━━ Extrait de page ━━
Si le poids et le contenu ne sont pas vraiment les mêmes, Anthony Boucard est habitué à courir avec un sac. Le traileur a pris part à plusieurs manches de Golden Trail World Series, non pas en tant que participants, mais en tant que cadreur sur le terrain. Une tâche qui nécessite de réussir à courir une caméra à la main avec un sac sur le dos pour emporter le matériel permettant la diffusion des images en direct. Outre l’équipement, ce travail est accessible à une poignée de traileurs aguerris car il faut être capable de suivre des coureurs comme Thibaut Baronian, Stian Angermund ou encore Kilian Jornet sur plusieurs kilomètres.

Mais qui dit sac lourd, dit vitesse de progression réduite sur les sentiers. Cette contrainte ne pose aucun problème à Anthony qui assume très bien ce mode de déplacement plus lent que durant ses entraînements habituels. « Je n’ai aucun but de performance pour ce projet, dit-il. Je veux juste montrer que l’on peut faire de belles choses sans chercher à toujours aller plus vite, en profitant des paysages que je traverse. Je me suis inspiré des coureurs qui vont sur des courses à vélo, courent, et repartent à vélo. J’ai voulu faire pareil sauf que c’est un long trajet donc le retour me suffit. »

Il a fait seul une grande partie du chemin, mais il a tout de même pu être accompagné par moment. Son ami Thomas Gourragne a par exemple relié Champex à Vallorcine à ses côtés.

Il a surtout été un soutien moral pour Anthony, car ce dernier a toujours porté son matériel le long de la traversée et mené l’allure lui-même pour se fier à ses sensations. Interrogé sur l’état de forme d’Anthony, Thomas a manifesté son étonnement. « C’est Anthony qui restait devant la plupart du temps, j’étais impressionné par son allure! Il relançait tout le temps sur les replats. C’était presque aussi dur pour moi. »

Anthony a également reçu la visite du photographe de son projet Noa Barrau, lors de la dernière nuit, où ils ont été frappés par un gros orage inattendu. Et c’est finalement avec sa compagne Virginie Rastel que le traileur a terminé les derniers kilomètres, pour rejoindre son domicile.
━━━
━━ Lignes de données ━━
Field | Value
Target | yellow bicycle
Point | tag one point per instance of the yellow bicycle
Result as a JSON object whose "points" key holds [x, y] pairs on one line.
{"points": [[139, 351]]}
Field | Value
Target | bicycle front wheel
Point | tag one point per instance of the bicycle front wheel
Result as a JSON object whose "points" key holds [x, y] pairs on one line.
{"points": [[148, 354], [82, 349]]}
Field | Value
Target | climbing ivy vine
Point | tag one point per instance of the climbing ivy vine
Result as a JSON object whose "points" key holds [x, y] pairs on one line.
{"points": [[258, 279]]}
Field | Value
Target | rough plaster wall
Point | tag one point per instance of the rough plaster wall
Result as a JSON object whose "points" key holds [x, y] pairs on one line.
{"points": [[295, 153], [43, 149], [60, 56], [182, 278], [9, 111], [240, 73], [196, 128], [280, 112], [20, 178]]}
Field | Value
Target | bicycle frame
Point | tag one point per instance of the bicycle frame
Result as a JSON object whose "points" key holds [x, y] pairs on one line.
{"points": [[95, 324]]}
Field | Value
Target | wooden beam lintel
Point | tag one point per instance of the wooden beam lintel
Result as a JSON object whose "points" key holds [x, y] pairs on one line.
━━━
Problèmes à résoudre:
A: Pouvez-vous transformer toutes les lignes des enregistrements en une liste JSON de chaînes, à raison d'une chaîne par ligne et sans les lignes vides ?
B: Pouvez-vous poursuivre l'article sur Anthony Boucard à partir de l'endroit où il s'arrête ?
L'article sur Anthony Boucard et les enregistrements proviennent de sources différentes.

Corrigé des exercices:
A:
[
  "Field | Value",
  "Target | yellow bicycle",
  "Point | tag one point per instance of the yellow bicycle",
  "Result as a JSON object whose \"points\" key holds [x, y] pairs on one line.",
  "{\"points\": [[139, 351]]}",
  "Field | Value",
  "Target | bicycle front wheel",
  "Point | tag one point per instance of the bicycle front wheel",
  "Result as a JSON object whose \"points\" key holds [x, y] pairs on one line.",
  "{\"points\": [[148, 354], [82, 349]]}",
  "Field | Value",
  "Target | climbing ivy vine",
  "Point | tag one point per instance of the climbing ivy vine",
  "Result as a JSON object whose \"points\" key holds [x, y] pairs on one line.",
  "{\"points\": [[258, 279]]}",
  "Field | Value",
  "Target | rough plaster wall",
  "Point | tag one point per instance of the rough plaster wall",
  "Result as a JSON object whose \"points\" key holds [x, y] pairs on one line.",
  "{\"points\": [[295, 153], [43, 149], [60, 56], [182, 278], [9, 111], [240, 73], [196, 128], [280, 112], [20, 178]]}",
  "Field | Value",
  "Target | bicycle frame",
  "Point | tag one point per instance of the bicycle frame",
  "Result as a JSON object whose \"points\" key holds [x, y] pairs on one line.",
  "{\"points\": [[95, 324]]}",
  "Field | Value",
  "Target | wooden beam lintel",
  "Point | tag one point per instance of the wooden beam lintel",
  "Result as a JSON object whose \"points\" key holds [x, y] pairs on one line."
]

B:
S’adapter à la météo

Si Sierre-Zinal s’est déroulé sous le soleil et la chaleur, il n’en a pas été de même pour les derniers jours de l’aventure d’Anthony. De violents orages étaient annoncés pour la quatrième journée et pouvaient rendre dangereux le bivouac de la nuit suivante. Mais c’est un aspect avec lequel un apprenti accompagnateur doit composer pour connaître les montagnes et ses risques.

Anthony a donc pris le départ de son projet le dimanche 14 août au matin de Zinal pour rallier le lac des Dix (barrage de la Grande Dixence, Valais), l’étape la plus ambitieuse sur le papier avec beaucoup de cailloux, 43 kilomètres et 4000 mètres de dénivelé positif.

Le jour suivant offrait peu de répit, mais la météo est restée clémente et chaude après les orages nocturnes qui ont eu raison du sommeil du traileur. 45 kilomètres et 3000 mètres de dénivelé positif plus tard, Anthony avait rallié Champex.

C’est au matin du troisième jour qu’Anthony a été confronté à un dilemme en raison des violents orages annoncés le lendemain. Fallait-il continuer ou arrêter ? La décision a alors été prise de ne pas s’arrêter à Vallorcine, contrairement à ce qui était prévu, pour rejoindre les hauteurs de Passy aux alentours du lac d’Anterne.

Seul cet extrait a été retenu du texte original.